PAGE.

Shakespeare’s Lost Kingdom: The True History of Shakespeare and Elizabeth
By Charles Beauclerk
Grove Press, 2010

We must not be abrupt; we must not be rash. We must not let our collective impatience prompt us to intellectual arrogance or the petty tyrannies of certainty. We must remind ourselves, when our tempers are fraying and we’re feeling trapped in a repeating loop, that there are no autograph copies, no letters, no video sequences. No matter how much we might wish it to be otherwise, we must remember: there is room for doubt.

So we brace ourselves and take on Shakespeare’s Lost Kingdom by Charles Beauclerk, a book whose subtitle, The True History of Shakespeare and Elizabeth, artfully evokes that third name you just know is coming, the third name that destroys any possibility this book might be about, say, the portrayal of kingship rights in Shakespeare’s early works, or the politics of royal arts patronage under Elizabeth.

The third name is Edward de Vere, the seventeenth Earl of Oxford, and this is a book on the much-vexed Shakespearean authorship question, and we must not be rash. Beauclerk claims descent from the earl (so we will not be getting the brief for Francis Bacon), and those of us who’ve made a study of the Bard will already be familiar with his name, since a much younger version of the man makes an appearance in Samuel Schoenbaum’s magisterial (but, apparently, ineffectual) rebuttal to any and all Shakespearean pretenders, Shakespeare’s Lives, where he’s referred to as “the youthful Charles Francis Topham de Vere Beauclerk, a collateral descendant.”

Beauclerk has spent decades writing articles, giving lectures, and presumably researching his period, and Shakespeare’s Lost Kingdom is the result, a formidably learned and surprisingly enjoyable full-fledged assault on the literary ascendancy of the Man from Stratford. Ordinarily, anti-Stratfordian tomes are marathons of teeth-gritting minutiae marshaled in the place of either inductive or deductive reasoning. There are exceptions (2005’s “Shakespeare” By Another Name by Mark Anderson being foremost among them, a genuinely important work to which Shakespeare’s Lost Kingdom owes quite a bit), but by and large they’ve seldom managed to find their right praise and true perfection. Instead, they tend to cackle like geese, and the only reason we pay them mind is because we must not be abrupt. We must guard against being small-minded. We must keep discussing the subject, until – and not before – a copy of “Hamlet” turns up written in Shakespeare’s own hand.

Or written in somebody else’s own hand, more to the point. The essence of the whole Shakespearean authorship question is that such an autograph of “Hamlet” won’t be in Shakespeare’s hand because the corn-factor and malt-broker, the loan-shark and land-holder from Stratford, could not possibly have written “Hamlet” and all those other works of immortal drama and comedy. For anti-Statfordians, there is always a Jekyll-and-Hyde partitioning of personae going on, as Beauclerk summarizes quite well:

If we separate the two Shakespeares – the citizen of Stratford and the man who emerges from the works – the incongruity between them is clear. On the one hand, we have a successful man of business who, beginning life as a glover’s son and butcher’s apprentice, made a small fortune out of real estate, play broking, shareholding, and dealing in bagged commodities. He bought the second biggest house in his native Stratford, to which he retired before the age of forty. When, several years after his death, a monument was erected to his memory in the Holy Trinity Church in Stratford, it depicted him holding a sack of wool or grain, the quill being an eighteenth-century addition. His strongly mercenary and uncharitable nature is well attested; he was guilty, among other things, of hoarding grain in times of famine and charging a visiting preacher for the wine he served him. This wholly conventional man is the author bequeathed to us by history, or, more properly speaking, legend. On the other hand, there is the man who stems from a study of the themes, prejudices, outlook, and philosophy of the works themselves. This is the cultured, well-traveled aristocrat, whose fluent wit and easy erudition are reflected in the facetious exchanges of his court characters with their puns and multilingual jokes, and whose contempt for money and the social ambitions incident to it is everywhere apparent.

DIRECTIONS.
[1] Please retype the part of the Shakespeare review between "So we brace" and "patronage under Elizabeth.", inclusive.
[2] Continue the review of the Shakespeare authorship book, starting right after its last sentence.

PROVIDED DATA.
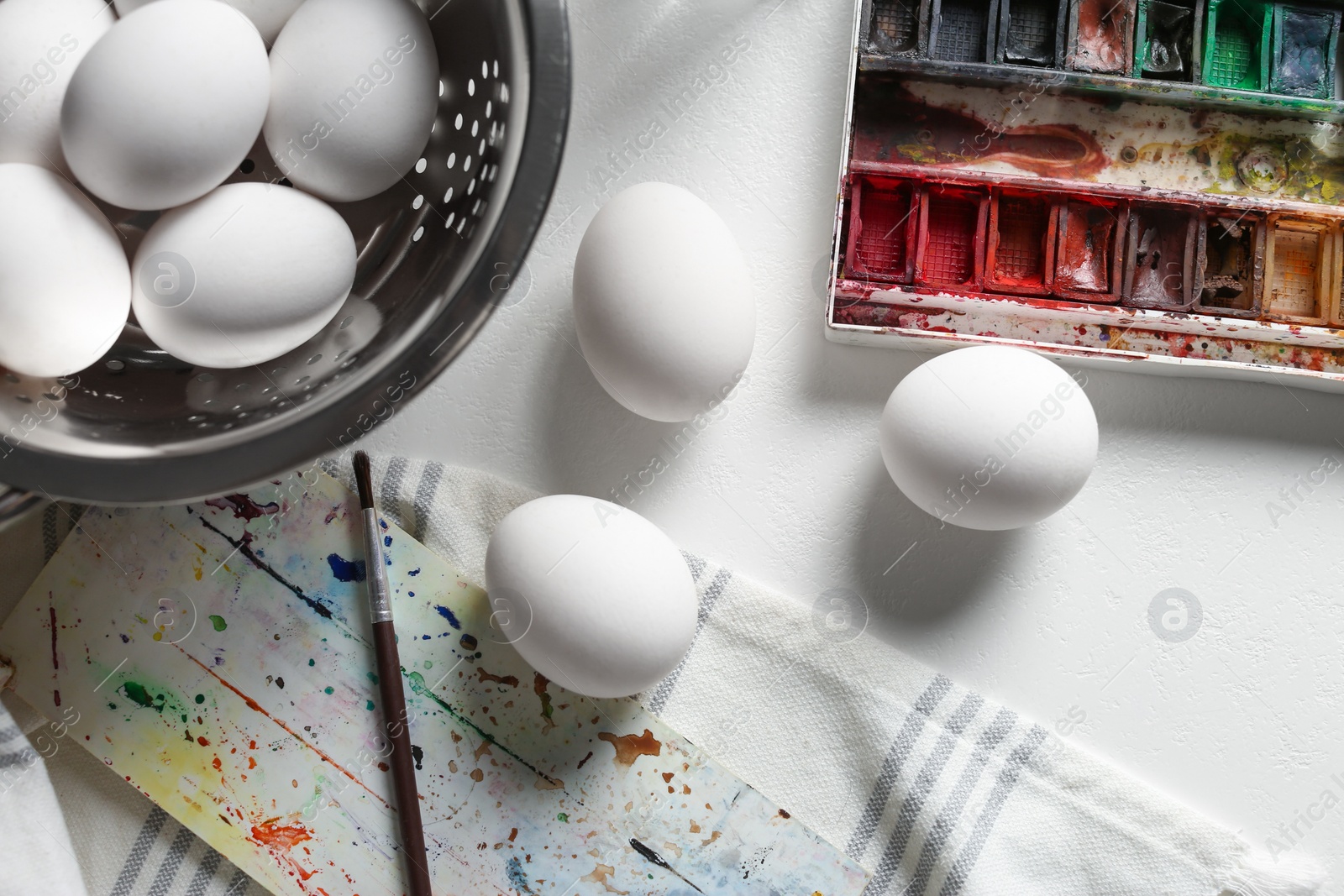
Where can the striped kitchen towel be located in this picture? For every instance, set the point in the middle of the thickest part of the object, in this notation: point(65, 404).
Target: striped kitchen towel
point(933, 788)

RESPONSES IN ORDER.
[1]
So we brace ourselves and take on Shakespeare’s Lost Kingdom by Charles Beauclerk, a book whose subtitle, The True History of Shakespeare and Elizabeth, artfully evokes that third name you just know is coming, the third name that destroys any possibility this book might be about, say, the portrayal of kingship rights in Shakespeare’s early works, or the politics of royal arts patronage under Elizabeth.

[2]
This will be familiar stuff to anybody even remotely conversant in the whole who-wrote-Shakespeare debate, and Beauclerk’s book is as vigorous and intelligent an addition to that debate as anybody could want. The problem is that it reaches too far, as all anti-Stratfordian tracts do. More on that later.

At one point early in his book, Beauclerk makes a deceptively simple illustration, and we might think about it instead of rushing to the security of our foregone conclusions. He tells us that if we picked any other comparable large body of complex work – say the complete poems and plays of Dryden, or the vast corpus of Samuel Johnson – and then posited a writer analogous to what we know of William Shakespeare, we would see immediately the absurdity of the thing. The plays attributed to Shakespeare display enormous wit and scholarship, far more than any comfortable extrapolation could give to a middle-class country bumpkin who spent so much of his personal time suing his neighbors for shillings. Beauclerk’s point isn’t snobbery – he isn’t saying a malt-brewer from Stratford couldn’t get a good basic educational grounding, nor even that such a man could be a fierce autodidact (he’s not, in other words, ruling out the existence of a Marlowe, or a Jonson). What he’ saying is simple and (at least at the beginning) irrefutable: the sheer amount of specialized learning and epitomized world-experience in Shakespeare’s plays is not just vast but extraordinarily so.

The basic articulation of his point is this: lacking any autographed copies, it’s a much, much greater leap to attribute those plays to somebody like William Shakespeare than it is to attribute them to somebody else. If you do as Beauclerk asks, if you divest your estimate of all tradition and received opinion and simply match the works to the man, if you pretend for a moment that there is no contemporary evidence that seems to link a man named William Shakespeare to the works we know under his name, the matter couldn’t really be much clearer. As Mark Twain pointed out a century ago, there’s no evidence the man from Stratford ever read a book, much less owned one – and there’s much evidence of posthumous tampering with his reputation. Occam’s Razor leaves the man from Stratford in ribbons.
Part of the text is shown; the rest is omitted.